──────── ФРАГМЕНТ ТЕКСТА

Весть об этой битве, дошедшая не только в город, но и в сабинскую землю к другому войску, в городе вызвала радость, а в лагере воспламенила дух воинов желанием соперничать в славе. Уже Гораций, испытывая своих воинов в набегах и небольших стычках, приучил их больше полагаться на себя и забыть о поражении, понесенном под предводительством децемвиров; и эти незначительные стычки содействовали всеобщему подъему духа. А сабиняне, ободренные удачами предыдущего года, беспрестанно подзадоривали и приставали с вопросами: зачем тратить время, производя набеги, как разбойники, в небольшом числе и поспешно удаляясь назад, и разделять на многочисленные и небольшие стычки решение войны? Не лучше ли сойтись для окончательного боя и предоставить судьбе решить дело разом?
62. Не одно мужество, разгоравшееся само собою, но и негодование воспламеняло римлян; другое войско, думали они, уже победоносно вернется в город, а над ними все еще издевается враг, если не теперь, то когда же они будут в силах помериться с неприятелем? Услыхав такие разговоры в лагере среди воинов, консул созвал собрание и сказал: «Я полагаю, воины, вы слышали о случившемся на Альгиде. Войско держало себя так, как прилично войску свободного народа. Предусмотрительностью товарища и доблестью воинов приобретена победа. Что касается до меня, то у меня будет столько рассудительности и мужества, сколько дадите вы. Без ущерба можно тянуть войну, но можно и скоро покончить ее. Если придется тянуть ее, то принятым мною способом я добьюсь того, что ваша надежда и доблесть будут расти со дня на день; если же вы уже достаточно мужественны и хотите решить дело, то закричите здесь так, как вы закричали бы в строю, и тем покажите вашу волю и вашу доблесть». Когда воины с величайшей радостью закричали, то консул объявил: «Да послужит сие на благо, я послушаюсь вас и завтра выведу войско в битву!» Остальная часть дня была занята приготовлением оружия.
На следующий день, увидав, что римское войско строится, сабиняне, и сами уже давно желавшие сразиться, выступили. Сражение соответствовало уверенности в себе обоих войск, из которых одно ободряла старинная и постоянная слава, а другое – недавно одержанная победа, составлявшая для него новость. Сабиняне для подкрепления своих сил прибегли еще к хитрости: растянув свой строй вровень с римским, они оставили вне строя 2000 человек для нападения на левый фланг римлян во время самой битвы. Когда они, сделав нападение сбоку, стали приводить в замешательство почти окруженный фланг, около 600 всадников двух легионов спрыгивают с коней и выбегают в первый ряд перед отступающими уже товарищами; одновременно они становятся против врага и воспламеняют мужество пехотинцев, сперва подвергаясь одинаковой с ними опасности, а затем возбуждая в них чувство стыда. Стыдно было, что всадники принимают участие и в обычной им, и в чуждой битве, а пехотинцы не могут сравняться со спешившимися всадниками.

────────────────

## ЗАДАНИЕ 1
Найдите в перечне все строки, содержащие слово «shoulder», и перепишите их.

──────── ПРЕДСТАВЛЕННЫЙ ПЕРЕЧЕНЬ

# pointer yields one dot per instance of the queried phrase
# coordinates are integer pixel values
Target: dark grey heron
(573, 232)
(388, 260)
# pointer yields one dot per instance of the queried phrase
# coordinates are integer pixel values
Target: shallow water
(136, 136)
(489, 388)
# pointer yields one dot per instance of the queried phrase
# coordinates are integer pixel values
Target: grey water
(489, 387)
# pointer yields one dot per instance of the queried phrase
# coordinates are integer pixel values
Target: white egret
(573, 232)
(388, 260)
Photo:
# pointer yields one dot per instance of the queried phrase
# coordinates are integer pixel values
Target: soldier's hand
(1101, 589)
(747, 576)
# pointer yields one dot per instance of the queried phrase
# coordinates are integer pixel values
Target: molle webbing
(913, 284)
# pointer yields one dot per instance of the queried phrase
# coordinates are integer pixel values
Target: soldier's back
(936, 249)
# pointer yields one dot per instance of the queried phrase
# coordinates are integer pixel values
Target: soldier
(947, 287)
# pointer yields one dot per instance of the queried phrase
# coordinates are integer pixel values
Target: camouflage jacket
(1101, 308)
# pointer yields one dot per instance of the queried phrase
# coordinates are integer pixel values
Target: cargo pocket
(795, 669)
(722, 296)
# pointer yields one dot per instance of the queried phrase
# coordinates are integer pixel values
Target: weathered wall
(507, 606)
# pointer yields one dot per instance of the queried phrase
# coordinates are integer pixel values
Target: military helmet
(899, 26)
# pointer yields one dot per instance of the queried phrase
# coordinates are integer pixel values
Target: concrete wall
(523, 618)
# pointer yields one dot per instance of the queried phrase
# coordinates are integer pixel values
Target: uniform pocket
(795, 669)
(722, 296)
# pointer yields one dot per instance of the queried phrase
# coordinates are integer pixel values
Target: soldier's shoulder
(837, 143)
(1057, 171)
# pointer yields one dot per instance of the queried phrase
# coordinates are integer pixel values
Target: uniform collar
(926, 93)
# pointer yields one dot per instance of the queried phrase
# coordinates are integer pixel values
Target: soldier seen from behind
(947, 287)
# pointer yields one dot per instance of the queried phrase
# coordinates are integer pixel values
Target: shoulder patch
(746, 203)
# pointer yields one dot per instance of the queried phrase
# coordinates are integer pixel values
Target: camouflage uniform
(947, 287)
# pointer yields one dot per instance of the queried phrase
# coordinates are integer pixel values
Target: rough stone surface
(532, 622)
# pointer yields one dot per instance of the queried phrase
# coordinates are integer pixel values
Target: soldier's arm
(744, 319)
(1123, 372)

────────────────

## ЗАДАНИЕ 2
Продолжите рассказ о сражении римлян с сабинянами, начав сразу после его последнего предложения.

## ОТВЕТ 1
Target: soldier's shoulder
Target: shoulder patch

## ОТВЕТ 2
63. И вот они вступают в покинутый ими бой и возвращаются на прежнее место; в минуту битва не только возобновилась, но даже дрогнул фланг сабинян. Всадники, прикрытые рядами пехотинцев, вернулись к своим коням. Затем они ускакали на другую сторону возвестить своим о победе; вместе с тем они делают нападение на врагов, уже напуганных поражением более сильного фланга. Всадники отличились в этой битве более всех других. Ничто не ускользало от внимания консула: он хвалил храбрых, порицал, если где видел битву ослабевающей. Пристыженные немедленно совершали подвиги мужества, и стыд возбуждал одних столько же, сколько других похвалы. Снова все римляне с воинственным криком дружно ударили со всех сторон на врага, и затем уже их натиска нельзя было выдержать. Рассеявшиеся повсюду по полям сабиняне оставили лагерь в добычу врагу. Здесь римляне вернули свое имущество, отнятое при опустошении полей, а не имущество союзников, как то было на Альгиде.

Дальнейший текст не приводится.